# [Problems to work on]
(a) Retype the passage of the cruising article from "John Groundwater, executive" up to and including "like never before.".
(b) Turn the paragraph of the cruising article that begins "Ellen Edmonds, spokeswoman for" into a short bulleted list that keeps its main facts.
(c) Summarize the cruising article in two sentences.

# [Source text]

....

Passenger Vessels

With River Trips Leading The Way, Cruising Is Making A Comeback

Cruising is bouncing back following a near-total shutdown during the COVID-19 pandemic, with river cruising leading the way.

Ellen Edmonds, spokeswoman for the American Automobile Association (AAA), said that through March of this year AAA had seen a 76 percent increase in cruise bookings over 2022, according to the travel agency’s proprietary data. Looking specifically at river cruises, AAA saw a 102 percent increase in bookings over last year, she said.

A December 2022 AAA survey found 52 percent of U.S. adults were just as likely or more likely to consider taking a cruise vacation as they were before the pandemic. That number is up from 45 percent in 2021.

“Cruising is back in a big way,” said Paula Twidale, AAA senior vice president of travel. “We expect a lot more people to book cruises in 2023 as several new ships have entered the market. We already saw this in November, which proved to be a record-breaking month for cruise bookings. For many cruise companies, Black Friday was the single largest booking day in history.”

John Groundwater, executive director of the Passenger Vessel Association, the national association representing the interests of the U.S. passenger vessel industry, said the cruising industry has made a comeback, and that people are seeking out boat rides—including day cruises—and waterfronts like never before.

“Rides aboard passenger vessels are really in demand,” he said.

Domestic travel continues to lead international travel, Groundwater said. He added that, throughout the industry, the only segment not seeing expansion is that of commuter ferries, as more people continue to work from home, either full-time or part-time.

He also noted that, in addition to new vessels from American Cruise Lines, the Great Lakes are seeing a renewed interest in cruising, and there has also been an expansion in small cruise ships in Alaska.

....

[Referring expression data]
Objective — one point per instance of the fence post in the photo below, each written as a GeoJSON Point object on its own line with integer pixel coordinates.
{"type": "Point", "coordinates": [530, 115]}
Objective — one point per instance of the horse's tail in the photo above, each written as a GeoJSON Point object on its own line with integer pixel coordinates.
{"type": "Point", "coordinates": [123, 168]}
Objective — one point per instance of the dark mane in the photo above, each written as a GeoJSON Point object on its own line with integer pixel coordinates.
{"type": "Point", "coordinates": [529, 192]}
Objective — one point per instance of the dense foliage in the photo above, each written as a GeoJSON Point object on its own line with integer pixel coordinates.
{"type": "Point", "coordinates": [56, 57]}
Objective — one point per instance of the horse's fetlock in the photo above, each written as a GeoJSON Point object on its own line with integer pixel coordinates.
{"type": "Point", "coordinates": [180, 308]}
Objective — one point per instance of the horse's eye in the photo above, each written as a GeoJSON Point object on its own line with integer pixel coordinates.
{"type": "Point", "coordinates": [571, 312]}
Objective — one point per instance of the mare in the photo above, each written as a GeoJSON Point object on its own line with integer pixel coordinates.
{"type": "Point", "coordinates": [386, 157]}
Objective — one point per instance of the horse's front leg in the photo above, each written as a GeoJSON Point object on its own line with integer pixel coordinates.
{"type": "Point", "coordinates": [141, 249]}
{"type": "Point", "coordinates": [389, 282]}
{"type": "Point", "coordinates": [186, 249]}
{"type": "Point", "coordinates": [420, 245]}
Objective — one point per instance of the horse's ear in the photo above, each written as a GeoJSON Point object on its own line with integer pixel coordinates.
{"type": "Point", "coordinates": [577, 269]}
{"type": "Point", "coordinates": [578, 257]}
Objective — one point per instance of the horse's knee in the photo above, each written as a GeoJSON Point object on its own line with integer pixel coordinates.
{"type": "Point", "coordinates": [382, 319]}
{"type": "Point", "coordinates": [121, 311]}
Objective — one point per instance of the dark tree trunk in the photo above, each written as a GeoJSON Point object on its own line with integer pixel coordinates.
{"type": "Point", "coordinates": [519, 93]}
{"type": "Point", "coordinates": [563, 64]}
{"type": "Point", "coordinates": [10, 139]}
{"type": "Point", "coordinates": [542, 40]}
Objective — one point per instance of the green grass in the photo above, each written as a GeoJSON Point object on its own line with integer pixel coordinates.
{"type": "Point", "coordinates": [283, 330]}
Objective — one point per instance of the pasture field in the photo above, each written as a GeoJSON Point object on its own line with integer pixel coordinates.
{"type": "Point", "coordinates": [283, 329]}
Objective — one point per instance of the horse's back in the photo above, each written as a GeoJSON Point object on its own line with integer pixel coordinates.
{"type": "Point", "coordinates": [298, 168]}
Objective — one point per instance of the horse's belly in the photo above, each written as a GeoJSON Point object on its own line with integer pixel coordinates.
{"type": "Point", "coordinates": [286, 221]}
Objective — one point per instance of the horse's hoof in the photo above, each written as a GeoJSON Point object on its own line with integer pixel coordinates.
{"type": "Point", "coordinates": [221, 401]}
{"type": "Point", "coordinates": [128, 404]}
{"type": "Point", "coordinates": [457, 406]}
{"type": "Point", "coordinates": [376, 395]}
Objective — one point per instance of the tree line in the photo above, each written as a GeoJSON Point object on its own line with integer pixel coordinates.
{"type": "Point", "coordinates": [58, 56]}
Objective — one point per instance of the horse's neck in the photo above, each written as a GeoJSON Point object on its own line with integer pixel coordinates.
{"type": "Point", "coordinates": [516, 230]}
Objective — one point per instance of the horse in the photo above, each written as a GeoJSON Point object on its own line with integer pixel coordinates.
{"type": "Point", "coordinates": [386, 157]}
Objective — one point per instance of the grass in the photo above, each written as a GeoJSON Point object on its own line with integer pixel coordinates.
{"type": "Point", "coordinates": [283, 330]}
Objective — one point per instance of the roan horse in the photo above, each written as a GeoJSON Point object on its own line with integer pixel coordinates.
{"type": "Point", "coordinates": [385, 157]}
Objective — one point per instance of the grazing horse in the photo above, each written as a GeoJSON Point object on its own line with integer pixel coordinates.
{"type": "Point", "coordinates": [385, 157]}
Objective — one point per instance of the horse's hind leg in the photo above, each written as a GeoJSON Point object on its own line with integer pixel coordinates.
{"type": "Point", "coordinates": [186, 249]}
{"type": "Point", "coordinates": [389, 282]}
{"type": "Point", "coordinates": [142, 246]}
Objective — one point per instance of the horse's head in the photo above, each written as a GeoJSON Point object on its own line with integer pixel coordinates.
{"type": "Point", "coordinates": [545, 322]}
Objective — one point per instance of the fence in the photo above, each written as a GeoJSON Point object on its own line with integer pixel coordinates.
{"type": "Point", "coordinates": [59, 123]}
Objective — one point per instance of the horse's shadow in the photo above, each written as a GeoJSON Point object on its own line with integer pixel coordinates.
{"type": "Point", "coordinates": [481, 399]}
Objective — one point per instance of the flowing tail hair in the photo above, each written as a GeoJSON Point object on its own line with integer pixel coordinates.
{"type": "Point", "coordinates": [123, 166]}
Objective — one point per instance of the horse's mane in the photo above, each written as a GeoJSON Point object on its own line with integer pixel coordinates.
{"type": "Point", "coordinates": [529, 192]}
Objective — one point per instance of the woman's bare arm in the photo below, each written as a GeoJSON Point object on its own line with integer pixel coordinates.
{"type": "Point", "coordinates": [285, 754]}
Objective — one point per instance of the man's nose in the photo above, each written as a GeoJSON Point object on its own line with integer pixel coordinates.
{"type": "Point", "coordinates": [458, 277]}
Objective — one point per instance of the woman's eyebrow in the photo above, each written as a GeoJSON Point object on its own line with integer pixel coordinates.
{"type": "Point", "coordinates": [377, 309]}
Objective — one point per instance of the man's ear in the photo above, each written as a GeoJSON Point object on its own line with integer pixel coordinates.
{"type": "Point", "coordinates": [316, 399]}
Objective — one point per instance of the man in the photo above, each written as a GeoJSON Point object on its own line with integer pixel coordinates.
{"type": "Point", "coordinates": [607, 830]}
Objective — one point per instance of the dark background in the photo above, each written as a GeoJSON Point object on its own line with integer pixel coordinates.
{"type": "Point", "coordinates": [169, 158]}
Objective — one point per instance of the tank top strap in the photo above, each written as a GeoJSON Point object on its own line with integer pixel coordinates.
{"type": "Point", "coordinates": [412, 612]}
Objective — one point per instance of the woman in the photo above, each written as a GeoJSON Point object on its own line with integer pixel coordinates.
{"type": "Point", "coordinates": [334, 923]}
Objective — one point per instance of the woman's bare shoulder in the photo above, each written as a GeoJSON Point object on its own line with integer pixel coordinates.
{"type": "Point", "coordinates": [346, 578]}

....

# [Expected outputs]
(a)
John Groundwater, executive director of the Passenger Vessel Association, the national association representing the interests of the U.S. passenger vessel industry, said the cruising industry has made a comeback, and that people are seeking out boat rides—including day cruises—and waterfronts like never before.

(b)
- Source: Ellen Edmonds, spokeswoman for the American Automobile Association (AAA), citing AAA's proprietary data
- Cruise bookings through March of this year: up 76 percent over 2022
- River cruise bookings: up 102 percent over last year

(c) Cruising is rebounding from a near-total shutdown during the COVID-19 pandemic, and AAA reports booking increases over the previous year of 76 percent for cruises and 102 percent for river cruises. John Groundwater of the Passenger Vessel Association said rides aboard passenger vessels are in high demand, with commuter ferries the only segment not expanding as more people work from home.